PROBLEM DESCRIPTION:
Your answer should consist of the complete listing, repeated verbatim.

SUPPLIED INFORMATION:
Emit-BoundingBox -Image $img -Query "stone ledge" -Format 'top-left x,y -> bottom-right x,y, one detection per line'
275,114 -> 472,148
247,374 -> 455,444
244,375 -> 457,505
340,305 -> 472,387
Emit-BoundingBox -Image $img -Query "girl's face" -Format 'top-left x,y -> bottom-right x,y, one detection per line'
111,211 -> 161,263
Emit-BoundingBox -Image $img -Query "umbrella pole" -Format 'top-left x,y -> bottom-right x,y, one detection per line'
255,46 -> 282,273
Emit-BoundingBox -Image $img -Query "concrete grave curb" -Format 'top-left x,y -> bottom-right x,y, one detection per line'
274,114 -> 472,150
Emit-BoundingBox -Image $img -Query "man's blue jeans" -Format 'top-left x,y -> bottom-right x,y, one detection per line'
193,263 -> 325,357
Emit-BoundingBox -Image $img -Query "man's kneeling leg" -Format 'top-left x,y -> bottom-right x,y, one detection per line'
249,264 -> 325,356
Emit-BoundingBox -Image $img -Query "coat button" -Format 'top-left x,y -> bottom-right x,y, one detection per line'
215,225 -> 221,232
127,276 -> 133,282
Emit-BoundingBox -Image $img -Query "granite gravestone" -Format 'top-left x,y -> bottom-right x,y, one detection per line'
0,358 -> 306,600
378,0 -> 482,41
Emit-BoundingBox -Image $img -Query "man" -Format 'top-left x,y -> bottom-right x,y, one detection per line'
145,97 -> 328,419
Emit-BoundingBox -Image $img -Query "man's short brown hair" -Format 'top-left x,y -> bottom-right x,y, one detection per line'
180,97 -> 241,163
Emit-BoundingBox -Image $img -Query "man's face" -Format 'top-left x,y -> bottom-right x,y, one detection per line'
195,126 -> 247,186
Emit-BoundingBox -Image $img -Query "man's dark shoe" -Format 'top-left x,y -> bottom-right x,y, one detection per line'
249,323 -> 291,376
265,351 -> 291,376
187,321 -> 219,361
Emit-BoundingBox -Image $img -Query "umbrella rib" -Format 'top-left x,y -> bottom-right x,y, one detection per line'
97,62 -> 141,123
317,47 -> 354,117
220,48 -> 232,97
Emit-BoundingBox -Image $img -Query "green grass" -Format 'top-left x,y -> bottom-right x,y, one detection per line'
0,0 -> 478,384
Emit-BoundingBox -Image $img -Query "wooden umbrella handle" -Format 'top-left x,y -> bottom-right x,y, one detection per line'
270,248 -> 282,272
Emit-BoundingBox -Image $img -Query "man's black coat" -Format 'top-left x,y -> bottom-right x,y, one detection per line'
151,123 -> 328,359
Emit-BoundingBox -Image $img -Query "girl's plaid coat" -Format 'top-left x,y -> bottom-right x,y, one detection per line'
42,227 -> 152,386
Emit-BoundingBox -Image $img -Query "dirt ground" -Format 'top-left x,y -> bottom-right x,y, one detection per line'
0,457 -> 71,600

RESPONSE TO THE EXERCISE:
Emit-BoundingBox -Image $img -Query "stone ledge" -Format 'top-left x,y -> bottom-right x,y, one detection per line'
275,114 -> 472,148
247,374 -> 455,444
244,375 -> 457,505
340,305 -> 472,387
Emit-BoundingBox -Image $img -Query "girl's face" -Format 'top-left x,y -> bottom-right x,y, one detection per line'
111,211 -> 161,263
Emit-BoundingBox -Image $img -Query "umbrella pole" -Format 'top-left x,y -> bottom-right x,y, one detection per line'
255,46 -> 282,273
Emit-BoundingBox -Image $img -Query "concrete grave curb" -Format 'top-left x,y -> bottom-right x,y, one detection per line'
274,114 -> 472,150
Emit-BoundingBox -Image $img -Query "man's blue jeans" -Format 'top-left x,y -> bottom-right x,y, one detection per line'
193,263 -> 325,357
Emit-BoundingBox -Image $img -Query "man's kneeling leg" -Format 'top-left x,y -> bottom-right x,y, one detection per line'
249,264 -> 325,356
Emit-BoundingBox -Image $img -Query "coat button" -Format 'top-left x,y -> bottom-right x,y, one detection per line'
215,225 -> 221,232
127,276 -> 133,282
Emit-BoundingBox -Image $img -Query "granite gravestone" -Format 'top-left x,y -> bottom-right x,y, one detection per line'
0,358 -> 306,600
378,0 -> 482,41
Emit-BoundingBox -Image $img -Query "man" -Format 'top-left x,y -> bottom-right x,y, one detection per line'
145,97 -> 328,419
Emit-BoundingBox -Image $img -Query "man's short brown hair" -Format 'top-left x,y -> bottom-right x,y, one detection per line'
180,97 -> 241,163
Emit-BoundingBox -Image $img -Query "man's face" -Format 'top-left x,y -> bottom-right x,y, one detection per line'
195,126 -> 247,186
Emit-BoundingBox -Image $img -Query "man's dark shoe" -Format 'top-left x,y -> bottom-right x,y, one detection per line'
249,323 -> 291,376
265,351 -> 291,376
187,321 -> 219,361
Emit-BoundingBox -Image $img -Query "umbrella rib" -Format 'top-left x,y -> bottom-right x,y, one detection per line'
97,62 -> 141,123
317,47 -> 354,117
220,48 -> 232,97
Emit-BoundingBox -Image $img -Query "green grass" -Format 'top-left x,y -> bottom-right x,y, one detection per line'
0,0 -> 478,384
Emit-BoundingBox -Image $img -Query "wooden umbrella handle" -Format 'top-left x,y -> bottom-right x,y, one detection per line'
270,248 -> 282,272
Emit-BoundingBox -Image $img -Query "man's black coat" -Format 'top-left x,y -> bottom-right x,y, one detection per line'
151,123 -> 328,359
Emit-BoundingBox -Image $img -Query "girl's plaid coat" -Format 'top-left x,y -> bottom-right x,y, one detection per line'
42,227 -> 152,386
Emit-BoundingBox -Image $img -Query "dirt ground" -Format 'top-left x,y -> bottom-right x,y, one detection per line'
0,457 -> 71,600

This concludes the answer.